READING PASSAGE =
Rufus Sewell may be best known for period pieces like Middlemarch, A Knight’s Tale and Helen of Troy, says he was tired of being offered parts that always involved horses.

“People generally come to me with edgy characters they throw on horses,” Sewell says. “So the idea of being a non titled, non-over-the-edgy person who actually walk on their own two feet rather than four and someone who is ultimately a good guy but with many layers and complex, really appealed to me.”

He might want to reconsider the option to pony up.

In Eleventh Hour, airing at 10 p.m. Thursday on CBS, Sewell plays Dr. Jacob Hood, a special science advisor to the FBI who investigates science and technology crimes that cannot be solved. So he’s brought in at the Eleventh Hour to solve these mysteries.

Think of it as The X-Files, but without the mythology, the sci-fi or the charisma.

Like Mulder and Scully, Hood and his FBI handler Rachel Young (Marley Shelton) pop on a scene, collect the evidence and solve the crime.

But unlike The X-Files, this is supposed to be taking place in the real world, where the FBI steps in to help solve these impossible cases. Judging from tonight’s first episode and next week’s offering, there hasn’t been much in the way of investigating until Hood comes on the scene and wraps everything up before the clock strikes midnight.

WHAT THIS EXERCISE ASKS =
• a. From the Eleventh Hour review, echo the text word for word, starting at "In Eleventh Hour, airing" and ending at "clock strikes midnight.".
• b. Decide whether each statement agrees with the Eleventh Hour review. Answer yes or no for each, quoting the words of the review that decide it: (i) Eleventh Hour airs at 10 p.m. Thursday on CBS. (ii) Marley Shelton plays Rachel Young, Hood's FBI handler. (iii) The review says the show keeps the mythology of The X-Files.

THE DATA =
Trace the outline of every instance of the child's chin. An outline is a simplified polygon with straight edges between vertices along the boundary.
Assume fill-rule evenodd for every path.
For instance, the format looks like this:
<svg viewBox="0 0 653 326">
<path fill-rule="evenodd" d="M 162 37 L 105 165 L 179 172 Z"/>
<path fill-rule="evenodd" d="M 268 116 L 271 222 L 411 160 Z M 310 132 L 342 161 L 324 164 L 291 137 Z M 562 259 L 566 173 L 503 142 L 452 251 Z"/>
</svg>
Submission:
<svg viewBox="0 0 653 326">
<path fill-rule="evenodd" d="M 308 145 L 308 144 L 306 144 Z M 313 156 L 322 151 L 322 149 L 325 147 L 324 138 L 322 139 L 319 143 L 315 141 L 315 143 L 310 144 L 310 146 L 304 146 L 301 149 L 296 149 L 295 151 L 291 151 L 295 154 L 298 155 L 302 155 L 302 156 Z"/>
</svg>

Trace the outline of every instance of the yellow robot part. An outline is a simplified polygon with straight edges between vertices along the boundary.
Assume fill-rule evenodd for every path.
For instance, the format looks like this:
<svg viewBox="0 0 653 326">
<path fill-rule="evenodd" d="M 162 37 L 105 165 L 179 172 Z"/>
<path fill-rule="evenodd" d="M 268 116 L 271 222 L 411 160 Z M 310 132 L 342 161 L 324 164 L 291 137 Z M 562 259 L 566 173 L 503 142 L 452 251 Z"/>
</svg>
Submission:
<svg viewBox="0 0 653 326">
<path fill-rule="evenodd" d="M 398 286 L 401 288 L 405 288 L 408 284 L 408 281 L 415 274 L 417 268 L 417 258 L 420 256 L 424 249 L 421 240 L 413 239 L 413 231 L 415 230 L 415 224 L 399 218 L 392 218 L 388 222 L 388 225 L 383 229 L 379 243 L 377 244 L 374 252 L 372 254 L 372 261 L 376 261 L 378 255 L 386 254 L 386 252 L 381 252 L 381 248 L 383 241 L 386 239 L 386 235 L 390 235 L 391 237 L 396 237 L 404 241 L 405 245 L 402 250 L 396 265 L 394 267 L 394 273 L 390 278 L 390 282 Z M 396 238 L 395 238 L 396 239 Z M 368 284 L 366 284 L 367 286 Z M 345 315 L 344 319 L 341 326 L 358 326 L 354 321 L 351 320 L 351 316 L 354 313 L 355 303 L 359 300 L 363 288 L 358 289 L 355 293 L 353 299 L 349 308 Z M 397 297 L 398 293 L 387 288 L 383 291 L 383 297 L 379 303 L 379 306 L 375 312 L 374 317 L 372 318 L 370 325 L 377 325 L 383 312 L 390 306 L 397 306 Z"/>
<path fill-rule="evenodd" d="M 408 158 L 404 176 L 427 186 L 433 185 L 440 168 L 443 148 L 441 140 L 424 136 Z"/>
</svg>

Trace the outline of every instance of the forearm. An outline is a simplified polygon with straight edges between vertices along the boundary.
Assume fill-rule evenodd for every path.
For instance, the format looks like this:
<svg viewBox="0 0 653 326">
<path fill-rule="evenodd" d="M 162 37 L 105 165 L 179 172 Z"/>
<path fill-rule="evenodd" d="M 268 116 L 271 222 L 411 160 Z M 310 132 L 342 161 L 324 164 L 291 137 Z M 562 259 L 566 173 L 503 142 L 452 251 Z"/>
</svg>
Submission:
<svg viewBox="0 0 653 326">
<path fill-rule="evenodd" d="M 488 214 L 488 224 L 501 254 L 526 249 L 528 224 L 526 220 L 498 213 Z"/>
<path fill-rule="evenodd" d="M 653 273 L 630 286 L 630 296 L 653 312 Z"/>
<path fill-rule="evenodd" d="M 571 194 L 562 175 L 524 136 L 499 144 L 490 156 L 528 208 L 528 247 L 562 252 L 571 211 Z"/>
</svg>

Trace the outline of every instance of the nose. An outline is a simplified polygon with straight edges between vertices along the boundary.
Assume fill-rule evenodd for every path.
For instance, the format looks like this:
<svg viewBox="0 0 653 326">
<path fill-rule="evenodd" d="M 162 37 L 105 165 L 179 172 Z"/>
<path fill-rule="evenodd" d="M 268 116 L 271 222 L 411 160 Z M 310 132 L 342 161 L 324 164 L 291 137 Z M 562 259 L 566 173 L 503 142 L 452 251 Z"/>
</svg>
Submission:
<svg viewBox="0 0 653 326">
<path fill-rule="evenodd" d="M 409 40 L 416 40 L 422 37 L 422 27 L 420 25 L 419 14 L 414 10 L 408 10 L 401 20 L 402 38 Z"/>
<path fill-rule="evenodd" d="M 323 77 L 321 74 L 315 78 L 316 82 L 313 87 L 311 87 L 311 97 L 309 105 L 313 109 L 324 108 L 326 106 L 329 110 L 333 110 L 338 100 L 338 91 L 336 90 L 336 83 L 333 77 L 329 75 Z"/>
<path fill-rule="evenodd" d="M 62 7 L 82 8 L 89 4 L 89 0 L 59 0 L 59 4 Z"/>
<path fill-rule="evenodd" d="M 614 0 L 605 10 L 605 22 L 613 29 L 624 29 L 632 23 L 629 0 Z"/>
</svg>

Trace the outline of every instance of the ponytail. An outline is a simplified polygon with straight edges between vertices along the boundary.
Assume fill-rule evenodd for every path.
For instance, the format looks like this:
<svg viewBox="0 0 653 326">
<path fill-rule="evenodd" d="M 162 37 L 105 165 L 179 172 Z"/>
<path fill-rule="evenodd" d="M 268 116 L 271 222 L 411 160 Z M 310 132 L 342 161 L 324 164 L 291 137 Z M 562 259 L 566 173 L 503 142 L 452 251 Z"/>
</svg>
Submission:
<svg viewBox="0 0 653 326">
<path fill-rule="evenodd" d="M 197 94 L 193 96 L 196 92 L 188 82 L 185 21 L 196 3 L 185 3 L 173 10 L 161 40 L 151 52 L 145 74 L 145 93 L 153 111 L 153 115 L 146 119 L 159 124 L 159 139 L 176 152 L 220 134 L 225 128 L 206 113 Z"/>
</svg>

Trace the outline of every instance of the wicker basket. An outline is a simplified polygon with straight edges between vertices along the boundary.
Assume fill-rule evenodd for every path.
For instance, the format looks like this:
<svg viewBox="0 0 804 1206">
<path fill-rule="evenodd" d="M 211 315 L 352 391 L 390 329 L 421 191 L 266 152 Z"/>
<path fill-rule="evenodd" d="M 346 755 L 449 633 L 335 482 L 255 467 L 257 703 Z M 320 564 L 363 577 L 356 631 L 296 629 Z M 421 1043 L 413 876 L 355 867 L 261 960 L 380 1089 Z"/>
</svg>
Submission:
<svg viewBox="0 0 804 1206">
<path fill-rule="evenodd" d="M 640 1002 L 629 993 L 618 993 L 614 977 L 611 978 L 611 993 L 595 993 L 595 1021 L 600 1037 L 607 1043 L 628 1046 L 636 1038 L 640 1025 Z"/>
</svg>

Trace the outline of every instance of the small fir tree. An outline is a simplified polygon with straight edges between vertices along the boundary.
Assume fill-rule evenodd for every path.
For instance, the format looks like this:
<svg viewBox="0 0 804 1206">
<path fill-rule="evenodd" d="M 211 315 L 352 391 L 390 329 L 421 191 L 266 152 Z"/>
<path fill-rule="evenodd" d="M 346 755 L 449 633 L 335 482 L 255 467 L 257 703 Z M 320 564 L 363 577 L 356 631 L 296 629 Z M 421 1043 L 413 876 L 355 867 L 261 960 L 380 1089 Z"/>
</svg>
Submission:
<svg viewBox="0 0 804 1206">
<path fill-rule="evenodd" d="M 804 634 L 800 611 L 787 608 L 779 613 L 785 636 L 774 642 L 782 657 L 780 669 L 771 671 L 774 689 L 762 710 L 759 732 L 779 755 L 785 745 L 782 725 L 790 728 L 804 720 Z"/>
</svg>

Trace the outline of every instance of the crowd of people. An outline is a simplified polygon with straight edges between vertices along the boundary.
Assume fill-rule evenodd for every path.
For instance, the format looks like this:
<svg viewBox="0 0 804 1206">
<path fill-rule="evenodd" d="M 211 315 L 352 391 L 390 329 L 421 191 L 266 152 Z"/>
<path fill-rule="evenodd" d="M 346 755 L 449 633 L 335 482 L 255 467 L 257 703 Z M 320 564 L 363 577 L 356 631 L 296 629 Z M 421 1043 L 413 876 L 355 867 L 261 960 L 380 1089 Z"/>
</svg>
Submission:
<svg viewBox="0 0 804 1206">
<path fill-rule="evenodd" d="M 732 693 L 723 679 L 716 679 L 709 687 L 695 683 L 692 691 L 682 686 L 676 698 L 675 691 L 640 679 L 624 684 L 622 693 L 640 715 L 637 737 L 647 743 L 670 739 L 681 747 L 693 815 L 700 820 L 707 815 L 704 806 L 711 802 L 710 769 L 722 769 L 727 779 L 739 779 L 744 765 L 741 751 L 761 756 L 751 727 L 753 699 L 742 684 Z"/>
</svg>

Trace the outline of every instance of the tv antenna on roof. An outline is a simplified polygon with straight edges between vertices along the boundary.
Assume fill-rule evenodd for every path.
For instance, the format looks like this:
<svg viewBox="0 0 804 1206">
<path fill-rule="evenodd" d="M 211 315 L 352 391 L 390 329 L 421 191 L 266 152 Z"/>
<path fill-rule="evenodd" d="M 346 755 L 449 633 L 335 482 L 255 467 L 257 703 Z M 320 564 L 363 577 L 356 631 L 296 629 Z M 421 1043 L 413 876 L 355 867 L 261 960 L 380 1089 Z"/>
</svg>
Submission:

SOLVED TASKS =
• a.
In Eleventh Hour, airing at 10 p.m. Thursday on CBS, Sewell plays Dr. Jacob Hood, a special science advisor to the FBI who investigates science and technology crimes that cannot be solved. So he’s brought in at the Eleventh Hour to solve these mysteries.

Think of it as The X-Files, but without the mythology, the sci-fi or the charisma.

Like Mulder and Scully, Hood and his FBI handler Rachel Young (Marley Shelton) pop on a scene, collect the evidence and solve the crime.

But unlike The X-Files, this is supposed to be taking place in the real world, where the FBI steps in to help solve these impossible cases. Judging from tonight’s first episode and next week’s offering, there hasn’t been much in the way of investigating until Hood comes on the scene and wraps everything up before the clock strikes midnight.

• b.
(i) Yes: "airing at 10 p.m. Thursday on CBS"
(ii) Yes: "his FBI handler Rachel Young (Marley Shelton)"
(iii) No: "but without the mythology, the sci-fi or the charisma"